EXCERPT -
Studio album by Numb
- Released: November 24, 1998
- Recorded: Chindogu (Vancouver, BC)
- Genre: Electro-industrial
- Length: 61:29
- Label: Metropolis
- Producer: David Collings; Don Gordon;

Numb chronology
| Desire/Blind Remixes (1998) | Language of Silence (1998) | Mortal Geometry (2019) |

Singles from Language of Silence
- "Suspended" Released: November 24, 1998;

= Language of Silence =

Language of Silence is the sixth studio album by Numb, released on November 24, 1998 by Metropolis Records. The album was conceived previous to the band's fifth album Blood Meridian but could not be released due to legal issues concerning Numb's label in Europe.

GIVEN INFORMATION -
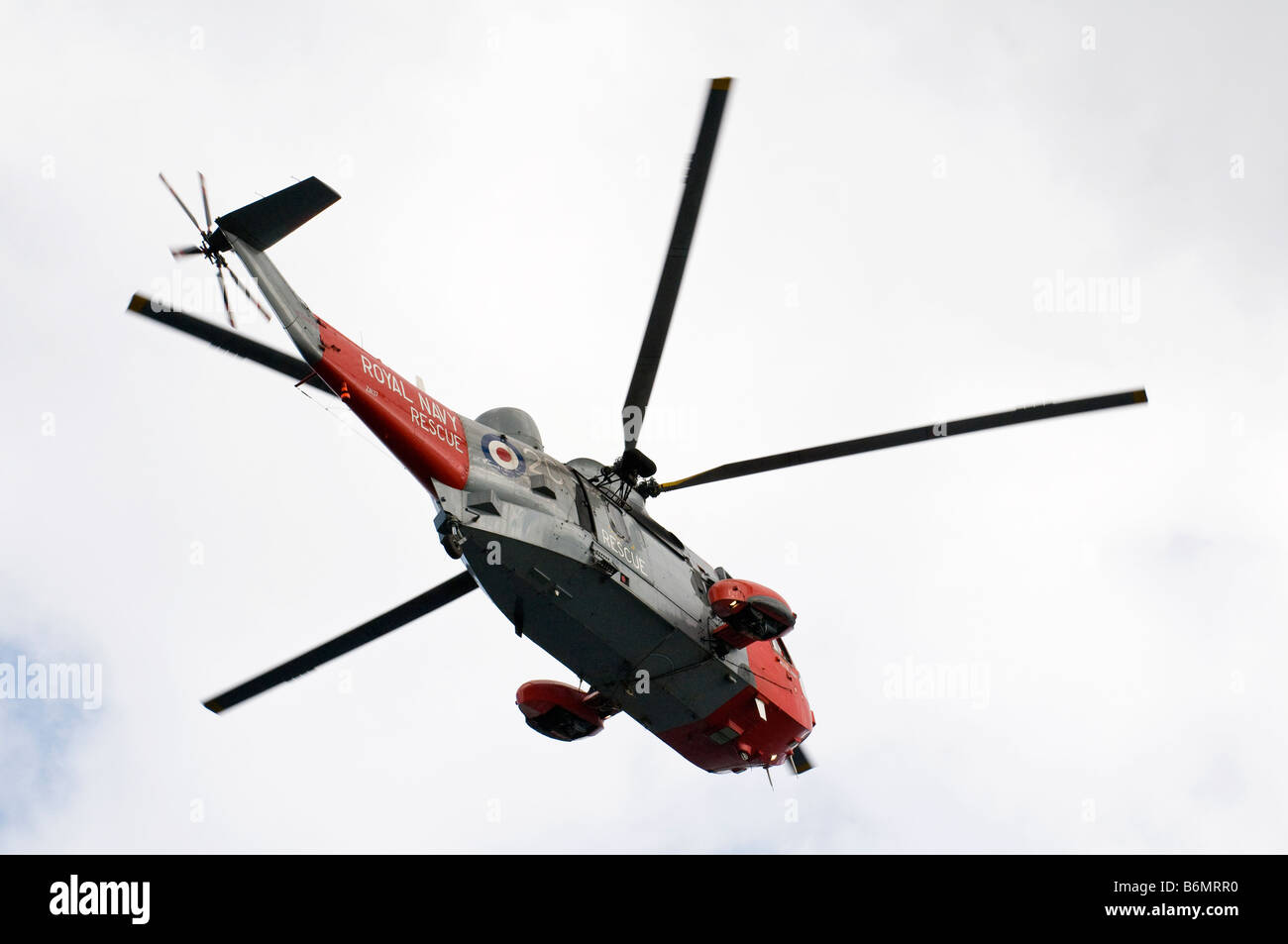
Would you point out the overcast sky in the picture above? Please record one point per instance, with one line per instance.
(902, 207)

WHAT THE TASK REQUIRES - According to the article on the album Language of Silence, what kept the album from being released when it was first conceived?

COMPLETED TASK - Legal issues concerning Numb's label in Europe.